Format every one of the rows below as a Markdown table with the columns "Nr" and "Line", numbering the rows in order and leaving out blank lines.

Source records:
━━━━━━━━━━━━━━━━━━━━

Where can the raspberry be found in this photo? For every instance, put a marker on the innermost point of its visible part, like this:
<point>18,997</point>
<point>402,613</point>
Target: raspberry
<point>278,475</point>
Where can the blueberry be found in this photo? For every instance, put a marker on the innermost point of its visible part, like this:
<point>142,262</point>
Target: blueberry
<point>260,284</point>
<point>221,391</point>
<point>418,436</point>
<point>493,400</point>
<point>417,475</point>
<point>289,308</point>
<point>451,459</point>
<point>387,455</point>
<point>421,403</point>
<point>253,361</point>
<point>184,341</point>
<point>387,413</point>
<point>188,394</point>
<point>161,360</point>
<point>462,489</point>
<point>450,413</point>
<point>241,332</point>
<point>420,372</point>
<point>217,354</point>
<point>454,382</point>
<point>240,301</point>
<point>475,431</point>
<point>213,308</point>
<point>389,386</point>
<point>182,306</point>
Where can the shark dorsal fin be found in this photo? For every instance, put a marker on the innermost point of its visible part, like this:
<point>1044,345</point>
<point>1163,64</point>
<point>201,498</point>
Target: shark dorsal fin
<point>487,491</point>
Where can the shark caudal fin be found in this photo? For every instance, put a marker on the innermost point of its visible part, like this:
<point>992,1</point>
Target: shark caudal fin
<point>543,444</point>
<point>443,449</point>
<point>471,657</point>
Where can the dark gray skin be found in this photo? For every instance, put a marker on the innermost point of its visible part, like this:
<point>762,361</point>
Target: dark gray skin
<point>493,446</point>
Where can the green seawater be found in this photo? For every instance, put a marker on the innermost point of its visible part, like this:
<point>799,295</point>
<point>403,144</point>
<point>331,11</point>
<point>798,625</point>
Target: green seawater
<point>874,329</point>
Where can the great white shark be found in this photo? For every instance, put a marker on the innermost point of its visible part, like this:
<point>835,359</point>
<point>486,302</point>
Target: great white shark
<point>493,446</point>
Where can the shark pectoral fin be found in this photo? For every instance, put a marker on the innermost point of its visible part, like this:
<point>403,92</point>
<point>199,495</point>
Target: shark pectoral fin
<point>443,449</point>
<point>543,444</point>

━━━━━━━━━━━━━━━━━━━━

SOLUTION FOR THIS EXERCISE:
| Nr | Line |
|---|---|
| 1 | Where can the raspberry be found in this photo? For every instance, put a marker on the innermost point of its visible part, like this: |
| 2 | <point>18,997</point> |
| 3 | <point>402,613</point> |
| 4 | Target: raspberry |
| 5 | <point>278,475</point> |
| 6 | Where can the blueberry be found in this photo? For every instance, put a marker on the innermost point of its visible part, like this: |
| 7 | <point>142,262</point> |
| 8 | Target: blueberry |
| 9 | <point>260,284</point> |
| 10 | <point>221,391</point> |
| 11 | <point>418,436</point> |
| 12 | <point>493,400</point> |
| 13 | <point>417,475</point> |
| 14 | <point>289,308</point> |
| 15 | <point>451,459</point> |
| 16 | <point>387,455</point> |
| 17 | <point>421,403</point> |
| 18 | <point>253,361</point> |
| 19 | <point>184,341</point> |
| 20 | <point>387,413</point> |
| 21 | <point>188,394</point> |
| 22 | <point>161,360</point> |
| 23 | <point>462,489</point> |
| 24 | <point>450,413</point> |
| 25 | <point>241,332</point> |
| 26 | <point>420,372</point> |
| 27 | <point>217,354</point> |
| 28 | <point>454,382</point> |
| 29 | <point>240,301</point> |
| 30 | <point>475,431</point> |
| 31 | <point>213,308</point> |
| 32 | <point>389,386</point> |
| 33 | <point>182,306</point> |
| 34 | Where can the shark dorsal fin be found in this photo? For every instance, put a marker on the innermost point of its visible part, like this: |
| 35 | <point>1044,345</point> |
| 36 | <point>1163,64</point> |
| 37 | <point>201,498</point> |
| 38 | Target: shark dorsal fin |
| 39 | <point>487,491</point> |
| 40 | Where can the shark caudal fin be found in this photo? For every instance, put a marker on the innermost point of its visible part, like this: |
| 41 | <point>992,1</point> |
| 42 | Target: shark caudal fin |
| 43 | <point>543,444</point> |
| 44 | <point>443,449</point> |
| 45 | <point>471,657</point> |
| 46 | Where can the dark gray skin be found in this photo? For every instance, put a marker on the innermost point of its visible part, like this: |
| 47 | <point>762,361</point> |
| 48 | Target: dark gray skin |
| 49 | <point>493,446</point> |
| 50 | Where can the green seawater be found in this photo? For every instance, put a marker on the innermost point of its visible part, like this: |
| 51 | <point>799,295</point> |
| 52 | <point>403,144</point> |
| 53 | <point>331,11</point> |
| 54 | <point>798,625</point> |
| 55 | Target: green seawater |
| 56 | <point>874,329</point> |
| 57 | Where can the great white shark be found in this photo? For every instance, put a marker on the innermost point of its visible part, like this: |
| 58 | <point>835,359</point> |
| 59 | <point>486,302</point> |
| 60 | Target: great white shark |
| 61 | <point>493,446</point> |
| 62 | Where can the shark pectoral fin be found in this photo? For every instance, put a marker on the innermost point of its visible part, like this: |
| 63 | <point>403,92</point> |
| 64 | <point>199,495</point> |
| 65 | Target: shark pectoral fin |
| 66 | <point>443,449</point> |
| 67 | <point>543,444</point> |